* **TASK DIRECTIONS**: Leaving the pictures aside, return all of the data below exactly.

* **DATASET CONTENT**:
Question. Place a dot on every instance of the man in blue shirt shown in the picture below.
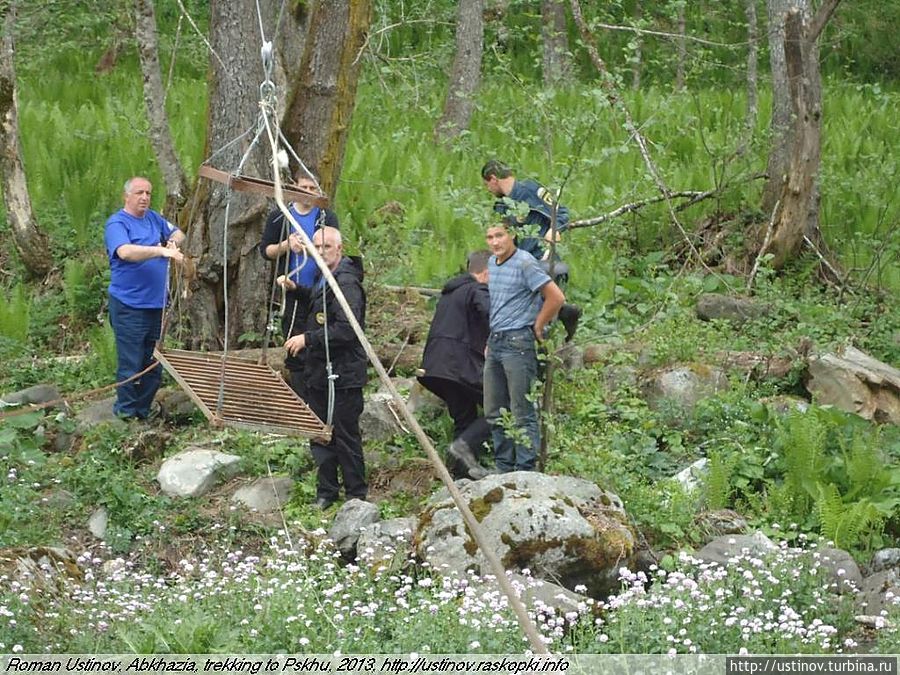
(501, 182)
(523, 301)
(139, 243)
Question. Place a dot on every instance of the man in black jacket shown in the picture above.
(454, 362)
(282, 244)
(328, 327)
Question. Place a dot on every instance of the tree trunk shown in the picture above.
(799, 199)
(752, 79)
(233, 109)
(30, 242)
(557, 66)
(317, 119)
(681, 62)
(780, 124)
(155, 100)
(465, 75)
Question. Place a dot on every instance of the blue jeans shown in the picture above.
(137, 331)
(510, 370)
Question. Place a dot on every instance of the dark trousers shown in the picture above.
(136, 331)
(345, 449)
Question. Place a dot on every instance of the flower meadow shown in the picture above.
(301, 597)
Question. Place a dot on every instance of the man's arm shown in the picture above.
(553, 300)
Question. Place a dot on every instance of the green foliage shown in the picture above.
(14, 312)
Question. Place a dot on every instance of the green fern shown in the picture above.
(843, 523)
(15, 311)
(717, 483)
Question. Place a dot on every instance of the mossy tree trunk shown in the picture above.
(323, 90)
(155, 102)
(30, 241)
(797, 213)
(465, 74)
(218, 265)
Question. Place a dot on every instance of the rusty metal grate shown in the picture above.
(255, 396)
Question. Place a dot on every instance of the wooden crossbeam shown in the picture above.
(255, 396)
(262, 187)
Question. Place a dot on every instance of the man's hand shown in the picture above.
(295, 243)
(295, 344)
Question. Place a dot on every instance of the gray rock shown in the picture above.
(841, 569)
(349, 522)
(690, 476)
(737, 310)
(855, 382)
(563, 529)
(386, 544)
(39, 393)
(879, 592)
(98, 412)
(265, 495)
(683, 385)
(379, 421)
(98, 522)
(884, 559)
(196, 471)
(723, 549)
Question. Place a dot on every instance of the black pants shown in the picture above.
(345, 449)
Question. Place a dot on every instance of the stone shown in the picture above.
(196, 471)
(563, 529)
(386, 544)
(884, 559)
(879, 592)
(98, 522)
(855, 382)
(737, 310)
(722, 549)
(683, 385)
(36, 395)
(265, 495)
(841, 569)
(379, 420)
(690, 476)
(349, 522)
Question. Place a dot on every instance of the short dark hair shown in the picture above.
(494, 167)
(476, 262)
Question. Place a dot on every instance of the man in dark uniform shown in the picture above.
(327, 327)
(501, 182)
(454, 362)
(282, 244)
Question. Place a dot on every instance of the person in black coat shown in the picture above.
(282, 244)
(327, 327)
(453, 362)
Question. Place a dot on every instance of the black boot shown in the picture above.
(463, 461)
(569, 316)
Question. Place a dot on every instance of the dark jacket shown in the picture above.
(540, 202)
(348, 359)
(459, 331)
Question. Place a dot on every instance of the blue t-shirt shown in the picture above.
(141, 285)
(515, 287)
(306, 275)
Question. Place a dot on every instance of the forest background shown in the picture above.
(694, 80)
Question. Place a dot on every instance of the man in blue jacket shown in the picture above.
(453, 362)
(501, 182)
(140, 243)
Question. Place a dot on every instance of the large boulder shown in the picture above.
(683, 385)
(735, 309)
(195, 472)
(853, 381)
(563, 529)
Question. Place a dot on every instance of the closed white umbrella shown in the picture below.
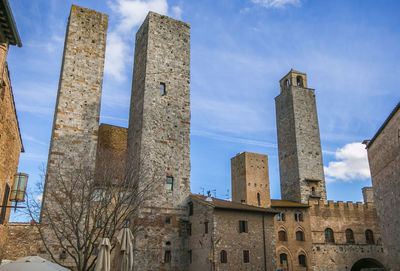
(32, 263)
(103, 258)
(125, 253)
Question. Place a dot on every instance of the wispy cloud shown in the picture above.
(277, 3)
(226, 138)
(131, 14)
(352, 164)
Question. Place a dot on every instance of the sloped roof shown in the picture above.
(225, 204)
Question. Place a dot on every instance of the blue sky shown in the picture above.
(239, 51)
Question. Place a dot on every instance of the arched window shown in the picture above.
(329, 238)
(299, 81)
(369, 237)
(283, 259)
(299, 236)
(224, 256)
(282, 236)
(302, 260)
(349, 236)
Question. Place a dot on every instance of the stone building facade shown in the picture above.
(10, 136)
(182, 231)
(159, 139)
(384, 161)
(300, 156)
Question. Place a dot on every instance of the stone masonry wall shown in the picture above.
(23, 241)
(339, 216)
(159, 138)
(293, 247)
(225, 228)
(300, 155)
(75, 127)
(10, 147)
(249, 178)
(384, 162)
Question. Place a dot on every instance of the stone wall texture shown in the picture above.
(338, 216)
(250, 179)
(10, 145)
(76, 118)
(291, 246)
(159, 138)
(384, 162)
(23, 241)
(300, 157)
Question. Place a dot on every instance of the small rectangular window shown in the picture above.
(167, 256)
(190, 208)
(246, 256)
(162, 89)
(242, 226)
(169, 184)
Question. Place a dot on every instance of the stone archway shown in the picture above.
(368, 264)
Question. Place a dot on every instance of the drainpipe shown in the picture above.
(265, 259)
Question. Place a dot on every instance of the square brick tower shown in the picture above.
(76, 117)
(250, 179)
(159, 141)
(299, 146)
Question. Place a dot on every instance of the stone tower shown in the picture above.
(300, 157)
(76, 117)
(250, 179)
(159, 140)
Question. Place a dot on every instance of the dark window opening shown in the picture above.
(246, 256)
(299, 236)
(302, 260)
(127, 223)
(162, 89)
(169, 183)
(5, 202)
(223, 256)
(190, 208)
(349, 236)
(299, 81)
(283, 259)
(298, 217)
(282, 236)
(167, 256)
(242, 226)
(369, 237)
(329, 237)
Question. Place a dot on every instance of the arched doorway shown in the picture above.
(368, 264)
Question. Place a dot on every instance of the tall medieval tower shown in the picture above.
(159, 140)
(300, 156)
(76, 118)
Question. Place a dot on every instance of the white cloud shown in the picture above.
(351, 164)
(277, 3)
(131, 14)
(177, 12)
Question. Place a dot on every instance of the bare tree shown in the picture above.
(82, 206)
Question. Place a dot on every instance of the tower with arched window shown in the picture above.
(300, 156)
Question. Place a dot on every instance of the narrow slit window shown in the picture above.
(162, 89)
(169, 183)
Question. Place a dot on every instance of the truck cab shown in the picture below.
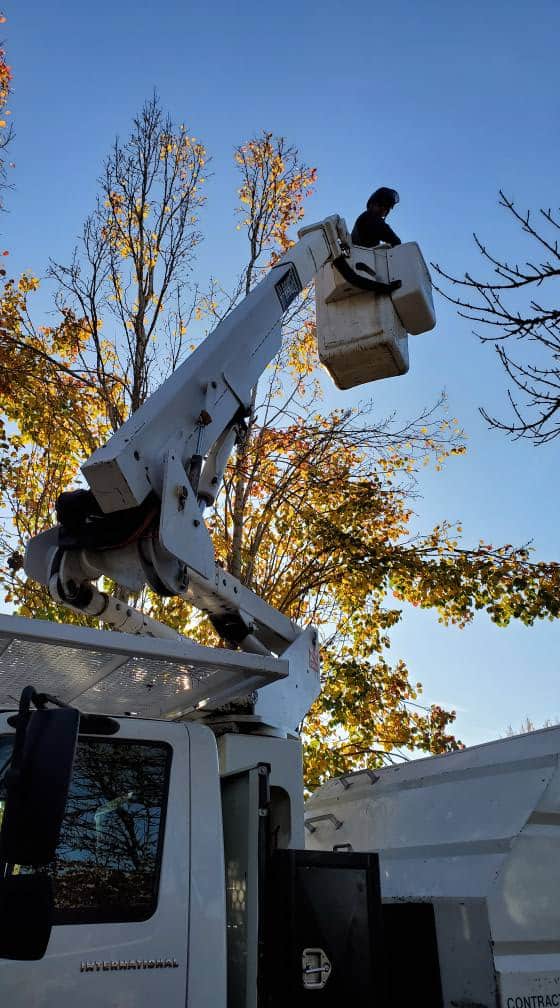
(133, 921)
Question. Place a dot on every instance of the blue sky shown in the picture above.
(445, 102)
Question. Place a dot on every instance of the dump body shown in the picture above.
(476, 828)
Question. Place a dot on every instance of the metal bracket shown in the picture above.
(347, 780)
(182, 531)
(315, 969)
(327, 816)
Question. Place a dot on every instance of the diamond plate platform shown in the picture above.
(110, 672)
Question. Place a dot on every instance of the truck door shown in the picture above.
(120, 877)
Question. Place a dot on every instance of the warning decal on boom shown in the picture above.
(288, 288)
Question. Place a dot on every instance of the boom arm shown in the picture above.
(153, 479)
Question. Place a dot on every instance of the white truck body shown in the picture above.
(475, 827)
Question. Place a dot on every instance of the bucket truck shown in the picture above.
(152, 838)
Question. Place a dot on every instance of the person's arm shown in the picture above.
(388, 235)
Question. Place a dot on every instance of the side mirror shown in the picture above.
(37, 782)
(25, 915)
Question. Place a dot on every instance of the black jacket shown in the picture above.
(370, 230)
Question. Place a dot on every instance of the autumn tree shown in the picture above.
(315, 514)
(70, 384)
(517, 310)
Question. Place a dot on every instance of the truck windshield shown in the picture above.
(107, 864)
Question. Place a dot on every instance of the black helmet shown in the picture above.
(384, 197)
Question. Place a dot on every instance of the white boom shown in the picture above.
(143, 520)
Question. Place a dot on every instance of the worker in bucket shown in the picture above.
(371, 229)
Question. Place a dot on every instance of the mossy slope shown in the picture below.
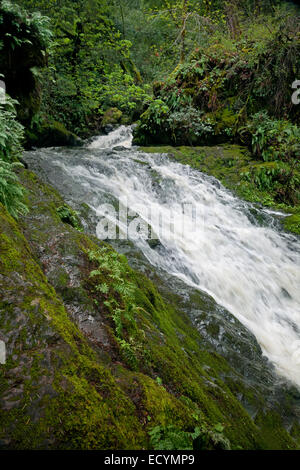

* **SOLUTION BELOW**:
Question. Place a dot on every instance of the man in blue shirt shown in the picture below.
(501, 182)
(523, 301)
(139, 243)
Question. Place a dot on every instance of the man in black jacket shown in the picture above.
(454, 362)
(282, 244)
(328, 327)
Question. Place a dot on every instance of the tree trunk shown in the picture above.
(799, 199)
(752, 79)
(233, 109)
(30, 242)
(557, 66)
(317, 119)
(681, 62)
(780, 124)
(155, 100)
(465, 75)
Question. Place a dot on every instance of the blue jeans shown in the picture above.
(137, 331)
(510, 370)
Question. Place a dot on every instance of the dark trousers shown in the picture above.
(136, 331)
(345, 449)
Question. Place a dot on every instance of the flower meadow shown in the picture above.
(301, 597)
Question. Place a dot on every instance of the man's arm shown in the picture above.
(553, 300)
Question. Place a dot on every instance of the green foliage shown in the picture above.
(14, 312)
Question. Place a dot on every instance of the green fern shown in the picture above.
(843, 523)
(15, 311)
(717, 483)
Question. Place a dot on every instance of the mossy tree trunk shown in the picture above.
(323, 90)
(155, 102)
(30, 241)
(797, 213)
(465, 74)
(218, 265)
Question. Place a dot on every instance of the rusty metal grate shown in the picture above.
(255, 396)
Question. Place a dot on every instance of the wooden crossbeam shown in the picture above.
(255, 396)
(262, 187)
Question. Place a dot on every instance of the man's hand shown in the picture above.
(295, 243)
(295, 344)
Question. Place a dot on every instance of the gray rock shown in the picture above.
(841, 569)
(349, 522)
(690, 476)
(737, 310)
(855, 382)
(563, 529)
(386, 544)
(39, 393)
(879, 592)
(98, 412)
(265, 495)
(683, 385)
(379, 421)
(98, 522)
(884, 559)
(196, 471)
(723, 549)
Question. Place a dot on every instance of the black pants shown in the picture above.
(345, 449)
Question. Place a dot on every instance of the stone shown in the picture above.
(196, 471)
(563, 529)
(386, 544)
(884, 559)
(879, 592)
(98, 522)
(855, 382)
(737, 310)
(722, 549)
(683, 385)
(36, 395)
(265, 495)
(841, 569)
(379, 420)
(690, 476)
(349, 522)
Question. Place a dot on every instance of the short dark hair shown in the picture above.
(494, 167)
(476, 262)
Question. Place a dot on every instance of the man in dark uniform shown in the picture above.
(327, 327)
(501, 182)
(454, 362)
(282, 244)
Question. Place a dot on every instance of the person in black coat shown in the picture above.
(282, 244)
(327, 327)
(453, 362)
Question. Place a dot on every instance of the black boot shown in the picture above.
(463, 461)
(569, 316)
Question. Place a dot on every instance of the dark jacket shown in the picture above.
(540, 202)
(348, 359)
(459, 331)
Question. Place a dot on every instance of the blue t-shirt shown in the picture above.
(141, 285)
(515, 287)
(306, 275)
Question. Place a dot on every instance of the forest background shown in the picture above.
(694, 80)
Question. Place a dot on every instance of the man in blue jacket shown in the picture above.
(453, 362)
(501, 182)
(140, 243)
Question. Place a dot on every instance of the large boulder shown in the picture above.
(683, 385)
(735, 309)
(195, 472)
(853, 381)
(563, 529)
Question. Place a dot on every instance of the closed white umbrella shown in the picture below.
(32, 263)
(103, 258)
(125, 253)
Question. Place a dot on every instance of the wispy cloud shown in the picture above.
(277, 3)
(226, 138)
(131, 14)
(352, 164)
Question. Place a dot on every instance of the sloped roof shown in the picture above.
(225, 204)
Question. Place a dot on every instance of the blue sky shown in the picture above.
(239, 51)
Question. Place a dot on every instance of the arched window shown in the picture above.
(329, 238)
(299, 81)
(369, 237)
(283, 259)
(299, 236)
(224, 256)
(282, 236)
(302, 260)
(349, 236)
Question. Place a dot on every instance of the stone building facade shown in the picture above.
(10, 136)
(182, 231)
(159, 139)
(384, 161)
(300, 156)
Question. Place a dot on every instance of the stone masonry wall shown in the picture above.
(23, 241)
(339, 216)
(159, 138)
(293, 247)
(225, 228)
(300, 155)
(75, 127)
(10, 147)
(249, 178)
(384, 162)
Question. Place a dot on every instance of the stone wall texture shown in the picture above.
(338, 216)
(250, 179)
(10, 145)
(76, 118)
(291, 246)
(159, 138)
(384, 162)
(23, 241)
(300, 157)
Question. Place a dot on every instance of the small rectangular window shown in the picture above.
(167, 256)
(190, 208)
(246, 256)
(162, 89)
(242, 226)
(169, 184)
Question. Place a dot on every instance of the stone archway shown in the picture above.
(368, 264)
Question. Place a dot on every instance of the drainpipe shown in the picture above.
(265, 259)
Question. Place a dot on every instance of the square brick tower shown in the picture above.
(76, 117)
(250, 179)
(159, 141)
(299, 146)
Question. Place a dot on every instance of the stone tower shown in the picture above.
(300, 157)
(76, 117)
(250, 179)
(159, 140)
Question. Place a dot on every instance of the dark window opening shown in the picture above.
(246, 256)
(299, 236)
(302, 260)
(127, 223)
(162, 89)
(169, 183)
(5, 202)
(223, 256)
(190, 208)
(349, 236)
(299, 81)
(283, 259)
(298, 217)
(282, 236)
(167, 256)
(242, 226)
(369, 237)
(329, 237)
Question. Place a dot on every instance of the arched doorway shown in the picture above.
(368, 264)
Question. Place a dot on every instance of the tall medieval tower shown in the picture above.
(159, 140)
(300, 156)
(76, 118)
Question. Place a dot on every instance of the white cloud shown in the picture above.
(351, 164)
(277, 3)
(131, 14)
(177, 12)
Question. Place a dot on every instance of the bare tree shown in the picture above.
(82, 206)
Question. Place a dot on every instance of the tower with arched window shown in the picture above.
(300, 156)
Question. Place a dot on every instance of the narrow slit window shown in the picture above.
(162, 89)
(169, 183)
Question. Place a dot on every instance of the truck cab shown in the picture below.
(133, 921)
Question. Place a dot on every instance of the blue sky shown in the picture above.
(445, 102)
Question. Place a dot on every instance of the dump body shown in the picture above.
(476, 828)
Question. Place a dot on every instance of the metal bracket shown in the picture above.
(347, 780)
(182, 531)
(315, 969)
(327, 816)
Question. Place a dot on every instance of the diamond plate platform shown in the picture above.
(110, 672)
Question. Place a dot on every instance of the truck door shown in the picture above.
(120, 877)
Question. Place a dot on every instance of the warning decal on boom shown in the picture above.
(288, 288)
Question. Place a dot on every instance of the boom arm shown in the picture above.
(153, 479)
Question. Place a dot on every instance of the white truck body shown in the picture above.
(475, 827)
Question. Place a dot on every instance of the bucket truck shown in the picture above.
(152, 838)
Question. Place a dot on every instance of the person's arm shown in the picture above.
(388, 235)
Question. Place a dot on every instance of the side mirror shown in the picture above.
(37, 782)
(25, 915)
Question. Place a dot on every instance of the black jacket shown in the picture above.
(370, 230)
Question. Place a dot on every instance of the autumn tree shown in the picture above.
(315, 514)
(70, 384)
(517, 310)
Question. Place a dot on every instance of the truck windshield shown in the picture above.
(107, 864)
Question. Place a dot on every instance of the black helmet shown in the picture above.
(384, 197)
Question. Place a dot on every instance of the white boom shown in the picture above.
(143, 520)
Question. Place a dot on every instance of the worker in bucket shown in the picture above.
(371, 229)
Question. Place a dot on every instance of the mossy slope shown in the picture below.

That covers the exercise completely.